原文抜粋:

日々、あんのん。

からだの育ちの凸凹、学習のスタートラインにつけない人のもっと学びたい、発達したいを応援します。

君はずっと一緒だった〜自閉症だった息子〜③

2020-06-24 17:24:00 | 本の紹介
続きです。



私が学校で仕事をしていた頃、知る限りは、「心療内科」や「発達外来」、カウンセラーの所に行っている子どもたちはいました。

病院のみならず、その土地で有名な霊媒師的な方のもとを訪ねる人たちもいました。

本と異なるのは、教師や養護教諭が受診を勧めるよりも「どこか知りませんか?」と親御さんに聞かれて、他校からも情報を聞き、複数箇所の心療内科や発達外来のある所をネットでプリントアウトして、資料として提供する形だったように記憶しています。

今、私が学校で仕事をしていたら、神田橋先生を書籍と共にお勧めに入れてもらったと思います。


卯月さんは、お子さんが中学校時代に養護教諭からの突然の電話で、ほぼ強制的に精神科の病院に行くように勧められます。

そして、親御さんの話を聞く間もなく、「今はいい薬もありますから」「探せないようでしたら校医の先生がいる大学病院に」「とりあえず行って、後から病院を変わる人もいる」と読む限り矢継ぎ早に病院に行くよう促されます。

お子さんも親御さんの普段が精神的にジェットコースターのような安定しない感じであれば、もしかしたら、心の安定を図るための病院のいくつかをピックアップしているかもしれません。

卯月さんのお家は、そういうことと無縁に暮してきた方々で、行きつけの精神科も行きたい精神科の病院もありませんでした。

それは、たぶん、ほとんどのお家がそうだと思います。

それでも、忙しい中、愛しい我が子のためにパソコンで検索し、児童精神科にヒットします。

しかし、予約待ちが三ヶ月で養護教諭を通し、校医の大学病院に行くことになり、最悪の医者と繋がってしまいます。

これも、特別なことではなく、焦る気持ちがあれば学校の校医は、取り得る選択肢です。

さて、最悪の医者の「明日から学校は休んでください」も本当に全国津々浦々にいる凡医、害医、毒医が、今日もどこかで発しているのでしょう。

私は、学校に勤めていたときに、これと似た言葉を親御さんからお聞きしたことがありました。

そこ子は、入学式以来、学校に中々来ることができない子でした。でも、色々な先生が関わりながら、1時間を2時間に、午前中だけ、午後だけと少しずつ学校に足が向くようになっていました。

それでも、行くとストレスにもなり、体調を崩したりしていました。それで、親御さんが発達外来のある病院を受診されたところ、「保育園、小学校とこの子はずっと疲れてきて、今、疲れ切ってるんです。学校なんかにやるのは親のエゴだ、虐待だ!」とお子さんの前で親御さんは罵倒され、そこから、プツリと学校に来なくなりました。

課題内容:
上記の原文抜粋のうち、「お子さんも親御さんの普段が精」から「の医者と繋がってしまいます。」までを、両端の語句も含めて一字一句そのまま書き写してください。

提供情報:
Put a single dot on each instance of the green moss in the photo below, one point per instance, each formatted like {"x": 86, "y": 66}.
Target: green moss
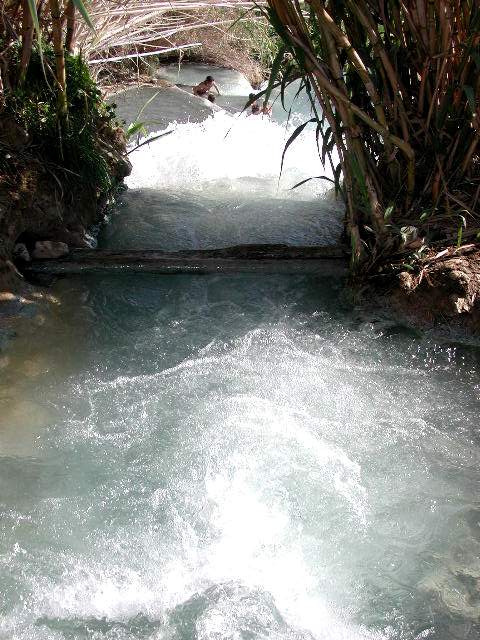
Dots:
{"x": 74, "y": 146}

解答例:
お子さんも親御さんの普段が精神的にジェットコースターのような安定しない感じであれば、もしかしたら、心の安定を図るための病院のいくつかをピックアップしているかもしれません。

卯月さんのお家は、そういうことと無縁に暮してきた方々で、行きつけの精神科も行きたい精神科の病院もありませんでした。

それは、たぶん、ほとんどのお家がそうだと思います。

それでも、忙しい中、愛しい我が子のためにパソコンで検索し、児童精神科にヒットします。

しかし、予約待ちが三ヶ月で養護教諭を通し、校医の大学病院に行くことになり、最悪の医者と繋がってしまいます。